• _SELECTION_
But I'm younger. So there.
|I'm not sure if this one is called Cherry Cheeks or if that is another one.|
Who sits around being paid to think this stuff up? I want to know. Seriously.
NOW we get to the food! Finally! It ended up being a lunch skipping day and I can tell you, my brother and I felt better for it, at least this day. We knew that ahead was a big treat (again).
|Making charmoula. A fish condiment for what else? Fish.|
|This is Michael's recipe. Think pesto. Think chimichurri. Make charmoula.|
|Or preserve your own lemons. |
It's not difficult, but you can't start now for tonight.
|Seasoning next. And yes, that is bacon and yes, that is going in the fish.|
|And yes, duck fat was rubbed on the outside of the fish. What could go wrong?|
|A turn of fish|
The other thing Michael foraged was calamari. The plan was to do a very fast (as in barely 2 minutes), no breading deep fry. Yum.
I kept myself busy.
|This cork screw is a work of art AND it works!|
|Yep, they are smokin'|
|A gorgeous salad with no lettuce. Lots from the garden with some extras too|
|And then they were done.|
|As was the calamari|
|Michael and Carroll serving. I got no farther than that photographically.|
I can only say it was as delicious as the scratch and sniff above would indicate.
Hope that worked for you.
Have a fish for foraged food Friday. Do something fearlessly in feasting.

• _BRIEF 1_
Swap "Cherry Cheeks" for "Rosy Cheeks" while copying the cooking post, starting at the words "But I'm younger." and ending after "to know. Seriously.".
The cooking post and the entries are unrelated to each other.

• _RECORDS PROVIDED_
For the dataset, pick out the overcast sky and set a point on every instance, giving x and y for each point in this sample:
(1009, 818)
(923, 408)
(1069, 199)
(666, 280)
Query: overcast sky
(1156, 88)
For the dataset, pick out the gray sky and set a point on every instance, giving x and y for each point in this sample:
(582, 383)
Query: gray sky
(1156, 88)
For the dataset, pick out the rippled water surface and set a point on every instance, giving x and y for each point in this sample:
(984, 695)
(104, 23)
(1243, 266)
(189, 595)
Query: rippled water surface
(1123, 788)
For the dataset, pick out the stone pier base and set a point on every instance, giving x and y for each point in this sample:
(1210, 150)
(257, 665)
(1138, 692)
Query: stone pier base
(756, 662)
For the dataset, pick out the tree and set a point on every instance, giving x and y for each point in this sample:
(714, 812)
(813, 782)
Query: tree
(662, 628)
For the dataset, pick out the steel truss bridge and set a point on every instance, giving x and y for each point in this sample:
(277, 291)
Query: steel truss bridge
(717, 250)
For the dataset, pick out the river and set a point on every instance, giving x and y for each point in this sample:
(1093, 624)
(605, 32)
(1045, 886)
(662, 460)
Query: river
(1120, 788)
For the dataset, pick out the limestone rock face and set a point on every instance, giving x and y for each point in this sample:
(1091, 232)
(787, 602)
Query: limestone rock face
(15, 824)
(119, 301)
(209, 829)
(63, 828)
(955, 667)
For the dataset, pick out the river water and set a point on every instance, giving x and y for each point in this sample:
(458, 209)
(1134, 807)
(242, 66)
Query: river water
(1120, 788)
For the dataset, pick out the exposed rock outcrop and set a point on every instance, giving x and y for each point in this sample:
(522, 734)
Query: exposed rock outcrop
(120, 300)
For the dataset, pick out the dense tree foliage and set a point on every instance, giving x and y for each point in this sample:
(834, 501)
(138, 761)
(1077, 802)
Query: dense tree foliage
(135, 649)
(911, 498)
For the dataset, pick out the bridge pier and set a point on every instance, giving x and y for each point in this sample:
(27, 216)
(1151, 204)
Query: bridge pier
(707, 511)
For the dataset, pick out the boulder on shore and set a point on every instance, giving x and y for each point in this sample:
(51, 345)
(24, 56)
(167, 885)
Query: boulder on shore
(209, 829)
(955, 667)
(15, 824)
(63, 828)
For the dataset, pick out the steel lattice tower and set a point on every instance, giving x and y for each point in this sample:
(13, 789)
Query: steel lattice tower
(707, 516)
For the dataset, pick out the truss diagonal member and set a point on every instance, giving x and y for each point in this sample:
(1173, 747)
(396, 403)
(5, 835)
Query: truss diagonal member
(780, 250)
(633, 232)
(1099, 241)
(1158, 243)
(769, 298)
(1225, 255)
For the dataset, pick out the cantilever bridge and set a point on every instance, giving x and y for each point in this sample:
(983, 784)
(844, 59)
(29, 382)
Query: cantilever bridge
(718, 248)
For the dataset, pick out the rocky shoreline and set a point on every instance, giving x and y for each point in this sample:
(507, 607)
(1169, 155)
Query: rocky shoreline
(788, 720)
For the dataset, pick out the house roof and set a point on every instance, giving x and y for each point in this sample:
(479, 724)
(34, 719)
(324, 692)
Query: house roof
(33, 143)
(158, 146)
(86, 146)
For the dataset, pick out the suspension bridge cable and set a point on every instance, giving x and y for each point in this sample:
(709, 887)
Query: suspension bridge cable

• _BRIEF 2_
Reproduce the entries from their first line through the line that contains "(1123, 788)", requests included. Multiply every answer coordinate by 0.7 and round to whole numbers with halves rounded up, but leave the requests and their sample coordinates unchanged.

• _ANSWER 1_
But I'm younger. So there.
|I'm not sure if this one is called Rosy Cheeks or if that is another one.|
Who sits around being paid to think this stuff up? I want to know. Seriously.

• _ANSWER 2_
For the dataset, pick out the overcast sky and set a point on every instance, giving x and y for each point in this sample:
(1009, 818)
(923, 408)
(1069, 199)
(666, 280)
Query: overcast sky
(809, 62)
For the dataset, pick out the gray sky and set a point on every instance, giving x and y for each point in this sample:
(582, 383)
Query: gray sky
(809, 62)
For the dataset, pick out the rippled water surface and set a point on every instance, giving x and y for each point in this sample:
(984, 695)
(104, 23)
(1243, 266)
(189, 595)
Query: rippled water surface
(786, 552)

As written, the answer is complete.